# Blurry movies and 24/48fps



## f0zz (Dec 1, 2011)

I have seen a lot of movies over the last year (I collect Scene points with my VISA so I never have to pay). One issue I've been having is with motion blur. Maybe it's me, but scenes with motion seem to be more Blury these days. I watched the Hobbit in IMAX 24fps and thought the bigging of the film was horribly blurry. I also just watched OZ, and and scenes with moderate motion had blur. I find this very distracting. 

I don't know if this is because the films are digital or?
Will 48fps solve this?


----------



## mechman (Feb 8, 2007)

Can't say that I have experienced this at all. Are these all on the big screen or at home as well?


----------



## tonyvdb (Sep 5, 2007)

Motion "blur" is not normal. What you may be talking about is "studder" and yes more frames will solve this. 24frames is an old standard and movie production costs have kept it this way for many many years as if you add more frames you double the cost of the film media its self and of course add more weight to the cameras or less shooting time per reel. Now with digital and there being no physical media (tape or film) that many producers are stating to use this limitation is no longer in place. 
48 frames will virtually remove that studder you see when there are fast pans of the camera. However this will mean that the BluRay format we have now will either need to be changed or a totally new format will need to be introduced to the home market, not sure if people will be ready for that.


----------



## f0zz (Dec 1, 2011)

I've just seemed to notice it more lately. The Hobbit had it pretty bad at he IMAX theater I watched it in. 

Is the blur more noticeable during 3D films?


----------

Aim A:
Scale the records starting with the line that contains "Tag each instance of the rippled" and going on through the end of the records. Reproduce every line, requests included, with each coordinate in the answers multiplied by 2.45 and rounded to a whole number, halves rounded up.
The records have no connection to the forum thread on blurry movies.

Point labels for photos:
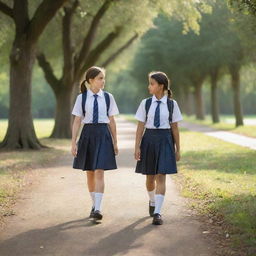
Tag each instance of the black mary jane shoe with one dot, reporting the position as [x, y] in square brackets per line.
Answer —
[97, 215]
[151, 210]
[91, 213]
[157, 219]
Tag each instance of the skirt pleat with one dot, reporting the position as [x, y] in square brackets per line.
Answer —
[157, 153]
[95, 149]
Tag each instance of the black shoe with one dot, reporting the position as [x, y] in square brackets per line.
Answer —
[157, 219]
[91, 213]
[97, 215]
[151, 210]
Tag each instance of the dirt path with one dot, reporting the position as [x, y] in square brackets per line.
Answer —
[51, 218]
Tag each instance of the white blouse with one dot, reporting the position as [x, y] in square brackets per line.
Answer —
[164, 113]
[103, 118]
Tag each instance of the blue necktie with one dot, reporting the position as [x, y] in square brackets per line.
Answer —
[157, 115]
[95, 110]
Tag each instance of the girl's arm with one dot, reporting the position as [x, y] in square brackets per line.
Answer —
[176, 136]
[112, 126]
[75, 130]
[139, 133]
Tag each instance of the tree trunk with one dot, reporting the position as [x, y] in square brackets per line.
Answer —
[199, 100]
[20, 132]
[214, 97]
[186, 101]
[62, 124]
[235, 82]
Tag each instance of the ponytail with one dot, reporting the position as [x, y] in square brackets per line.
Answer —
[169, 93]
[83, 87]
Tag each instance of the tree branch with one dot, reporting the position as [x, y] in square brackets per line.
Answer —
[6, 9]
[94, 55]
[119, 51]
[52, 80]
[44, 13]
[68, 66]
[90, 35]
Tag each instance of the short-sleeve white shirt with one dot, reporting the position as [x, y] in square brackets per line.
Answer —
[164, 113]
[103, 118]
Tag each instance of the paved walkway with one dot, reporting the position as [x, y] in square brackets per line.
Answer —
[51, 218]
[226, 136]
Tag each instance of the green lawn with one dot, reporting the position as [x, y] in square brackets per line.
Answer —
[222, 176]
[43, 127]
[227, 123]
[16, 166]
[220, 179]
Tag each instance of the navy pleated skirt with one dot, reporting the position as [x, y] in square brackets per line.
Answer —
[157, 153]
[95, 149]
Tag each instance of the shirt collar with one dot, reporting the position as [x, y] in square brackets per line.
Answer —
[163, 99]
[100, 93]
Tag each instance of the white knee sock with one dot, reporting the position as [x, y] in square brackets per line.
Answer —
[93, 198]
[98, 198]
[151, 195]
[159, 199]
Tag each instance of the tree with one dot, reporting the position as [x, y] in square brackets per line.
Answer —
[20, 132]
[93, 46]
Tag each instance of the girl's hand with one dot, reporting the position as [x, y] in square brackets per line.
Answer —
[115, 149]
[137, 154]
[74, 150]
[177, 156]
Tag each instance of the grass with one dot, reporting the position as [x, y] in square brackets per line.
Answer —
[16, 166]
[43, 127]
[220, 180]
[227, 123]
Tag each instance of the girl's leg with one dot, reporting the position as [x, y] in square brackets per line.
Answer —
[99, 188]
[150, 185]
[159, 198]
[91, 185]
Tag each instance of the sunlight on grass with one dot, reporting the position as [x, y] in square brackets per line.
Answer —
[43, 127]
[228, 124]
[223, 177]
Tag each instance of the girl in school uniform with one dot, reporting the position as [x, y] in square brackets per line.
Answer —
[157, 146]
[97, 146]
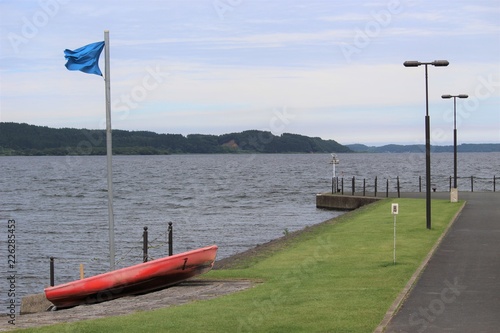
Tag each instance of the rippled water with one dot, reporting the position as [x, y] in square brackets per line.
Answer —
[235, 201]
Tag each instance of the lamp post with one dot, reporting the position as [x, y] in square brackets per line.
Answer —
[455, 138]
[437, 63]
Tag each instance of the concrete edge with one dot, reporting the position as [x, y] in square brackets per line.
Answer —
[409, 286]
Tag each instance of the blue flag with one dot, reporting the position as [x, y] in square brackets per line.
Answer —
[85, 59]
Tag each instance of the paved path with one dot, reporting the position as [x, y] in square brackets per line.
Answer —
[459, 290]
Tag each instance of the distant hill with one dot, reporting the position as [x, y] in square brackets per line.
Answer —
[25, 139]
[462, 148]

Aim B:
Answer these questions from the forum thread on blurry movies:
(i) At what frame rate did f0zz watch the Hobbit in IMAX?
(ii) According to tonyvdb, what is doubled when more frames are added?
(iii) Which home format does tonyvdb say would need to be changed or replaced for 48 frames?

Written response A:
Tag each instance of the rippled water with one dot, reporting the position as [x, y] in square brackets per line.
Answer —
[576, 492]
Tag each instance of the lamp post with one dot, reporting the position as [x, y] in square brackets per line.
Answer —
[1115, 338]
[1071, 154]
Tag each instance of the concrete edge with one dot, reporting the position as [x, y] in square brackets per line.
Answer —
[1002, 701]
Tag each instance of the blue flag with one dot, reporting the position as [x, y] in square brackets per line.
Answer —
[208, 145]
Tag each instance of the paved path with one dot, reporting the position as [x, y] in square brackets per line.
Answer —
[1125, 711]
Tag each instance of the distant hill with one dot, reporting the position as [x, y] in square brackets per line.
Answer —
[61, 341]
[1132, 363]

Written response B:
(i) 24fps
(ii) The cost of the film media itself
(iii) BluRay